**Document extract:**
────
Monday, September 15, 2014

Highlands and Highlights

I know there are some of my friends who absolutely love Glasgow, but truly, other than being sick in Edinburgh (over which I had little control), my biggest regret of this trip is that I didn't skip Glasgow and go straight to the Highlands. Of course, we would have lost the delightful vignette of me getting stuck in a dress, and of course, I can't change what I've already done on this trip, I can just plan my next trip more to my specific taste now that I've tasted a variety.

I could tell immediately when I crossed the border from England to Scotland, and I knew in an instant when I crossed into the Highlands, and I felt a wash of calm. This region as a whole just seems to do that to you, force you to breathe a little easier, walk a little slower, linger a little longer. No one is in a hurry, and nothing is so important that it can't wait for you to finish your drink (or your food, or your paper, or your nap).


I mentioned to the landlord in Inverness that I was going to run into town and do some shopping before my bus, and he said "We don't run in the Highlands. Unless it's for sport, and I don't see a rugby pitch outside my door. You walk, you stroll, you take your time, and you enjoy your shopping. There's plenty of time before your bus." That seems to be the prevailing attitude, and I love it. Clearly, Tolkien's Ents were Highland trees.

I have come to the conclusion that next time I come to the UK (whether or not it's still "U" after this week's vote), I will suck it up and rent a car. There were so many places I saw from the bus (or signs for nearby places) that I wanted to stop and see, and of course I was on a bus, so I couldn't. I made notes though, I have ideas for next time.
────
[Outline records]
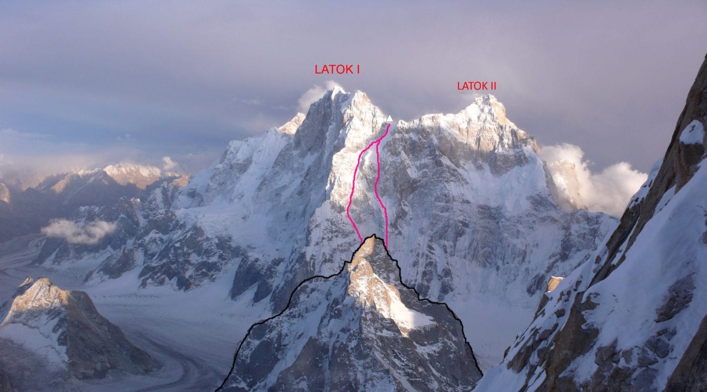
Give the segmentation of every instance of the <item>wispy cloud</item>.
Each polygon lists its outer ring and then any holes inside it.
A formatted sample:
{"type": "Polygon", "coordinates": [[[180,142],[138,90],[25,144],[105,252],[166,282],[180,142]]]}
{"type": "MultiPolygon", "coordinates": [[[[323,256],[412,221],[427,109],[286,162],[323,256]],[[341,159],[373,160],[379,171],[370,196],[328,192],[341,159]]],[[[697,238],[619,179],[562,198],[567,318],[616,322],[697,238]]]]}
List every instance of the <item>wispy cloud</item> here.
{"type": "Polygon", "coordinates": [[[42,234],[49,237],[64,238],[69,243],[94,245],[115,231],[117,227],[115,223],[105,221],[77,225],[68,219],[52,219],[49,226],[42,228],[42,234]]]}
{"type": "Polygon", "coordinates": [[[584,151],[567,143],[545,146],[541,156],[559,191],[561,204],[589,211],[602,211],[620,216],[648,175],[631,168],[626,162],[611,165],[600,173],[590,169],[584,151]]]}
────
**Set task 1:**
In the Highlands blog post, write out the passage starting with "I could tell" and going on through "or your nap).", substituting "relief" for "calm".
**Set task 2:**
According to the Highlands blog post, what are all the things that nothing is so important it can't wait for you to finish?
**Set task 3:**
Carry the Highlands blog post forward from its last sentence.

**Expected answer 1:**
I could tell immediately when I crossed the border from England to Scotland, and I knew in an instant when I crossed into the Highlands, and I felt a wash of relief. This region as a whole just seems to do that to you, force you to breathe a little easier, walk a little slower, linger a little longer. No one is in a hurry, and nothing is so important that it can't wait for you to finish your drink (or your food, or your paper, or your nap).

**Expected answer 2:**
Your drink, your food, your paper, and your nap.

**Expected answer 3:**
Inverness was absolutely lovely. It was calm and tranquil (except at the big public sports field, where some competitive games were gearing up), everyone was friendly and helpful, the local food was great, and the trails through the park along the River Ness were my kind of quiet paradise. The boat cruise (Jacobite Tours, if you're interested) was pretty reasonably priced, very scenic, and since it was a guided tour, full of little historical tidbits and local folklore.


The food! I've eaten well in the Highlands. In Inverness, I ate dinner both nights at a pub called Hootananny's, where they serve authentic Scottish food, stock local craft beers, and play (and have in live to play) local bands and musicians. I had a dish called Cullen Skink, which sounds kinda dreadful if you don't know what it is, but it's basically a very hearty creamy potato soup with smoked haddock (which, when smoked, tastes like bacon if you don't know that it's fish), and I liked it so much the first night that I went in and had it again the second.

The food in Oban is just as good, just in quite a different way.

When I arrived in Oban, my very first thought was that it reminded me of Mackinac, Michigan. Sound of gulls everywhere, ships and ferries and sailboats in the bay, shops all along the street in front of the piers, restaurants right out on the piers, people wearing shorts and sweaters and walking their dogs... It was a bit nostalgic, actually. It's a beautiful town, with much the same laid back feel as the rest of the Highlands.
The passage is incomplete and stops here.